= ЧТО НУЖНО СДЕЛАТЬ =
**A.** Кто поставил «Станционного смотрителя», судя по тексту о пушкинских премьерах театра «Апарте»?
**B.** Продолжите, пожалуйста, текст о пушкинских премьерах театра «Апарте», начав сразу после его последнего предложения.

= ТЕКСТ ДЛЯ ЧТЕНИЯ =
______________________________

Среди трех последних премьер в Московском театре «Апарте» - две по Пушкину. Можно, конечно, вспомнить, что в 2014 году Александру Сергеевичу исполнилось 215 лет. Но дата не самая круглая, и, разумеется, побудительные мотивы для театра не были внешними. «Собранье пестрых глав» поставил главный режиссер театра Андрей Любимов, «Станционного смотрителя» - Гарольд Стрелков.
В основе спектакля Любимова «маленькие трагедии», но режиссеру понадобились еще и другие сочинения Пушкина - «Монах», «Гаврилиада», «Сцена из Фауста», «Фавн и пастушка». Собственно, этот перечень уже дает возможность получить представление о том, какими глазами смотрит Любимов на «маленькие трагедии», какие смыслы он хочет извлечь из знаменитой пушкинской тетралогии. Трудно не заметить, что все эти тексты объединяет тема искушения. Она интересует режиссера и в «маленьких трагедиях». Спектакль начинается и заканчивается «Пиром во время чумы», внутри которого и умещается все остальное. Любимов меняет привычную хронологическую последовательность трагедий. За возникшей репликой Моцарта - «Нас мало избранных, счастливцев праздных, единого прекрасного жрецов» - следует «Монах», затем «Скупой рыцарь», «Гаврилиада», «Сцена из Фауста», «Каменный гость», «Фавн и пастушка», потом «Моцарт и Сальери», после которого мы возвращаемся в пространство «Пира во время чумы».

______________________________

= ПРЕДСТАВЛЕННЫЕ ДАННЫЕ =
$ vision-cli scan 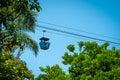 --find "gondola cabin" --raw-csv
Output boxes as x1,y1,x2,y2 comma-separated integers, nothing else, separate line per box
39,37,50,50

______________________________

= ОТВЕТЫ ПО ЗАДАНИЯМ =
**A.** Гарольд Стрелков.

**B.**
Зрителей встречает импровизированный одр, сооруженный из черных и белых стремянок. Белый саван накрывает очертания тела, которое оказывается собранием бюстов. Бюсты обретают пристанища на полках по стенам и колоннам (художник Николай Шаронов). Как и зрители, они становятся свидетелями разыгрывающегося действа. Контрастом черно-белой гамме вспыхивает вытянутый во всю стену цветной экран, на котором проецируются картины дворцовых развалин. А позже на нем возникнут красочные образы полотен великих мастеров - Рубенса, Тициана, Альбани, Пуссена... Все они также пронизаны темой искушения и соблазнов. На протяжении всего спектакля с экрана будут звучать стихи Пушкина в завораживающем исполнении Иннокентия Смоктуновского. Но это не просто дань традиции и поклон мастеру. В контекст создаваемой сценической реальности голос Смоктуновского вносит тревожную и будоражащую душу ноту.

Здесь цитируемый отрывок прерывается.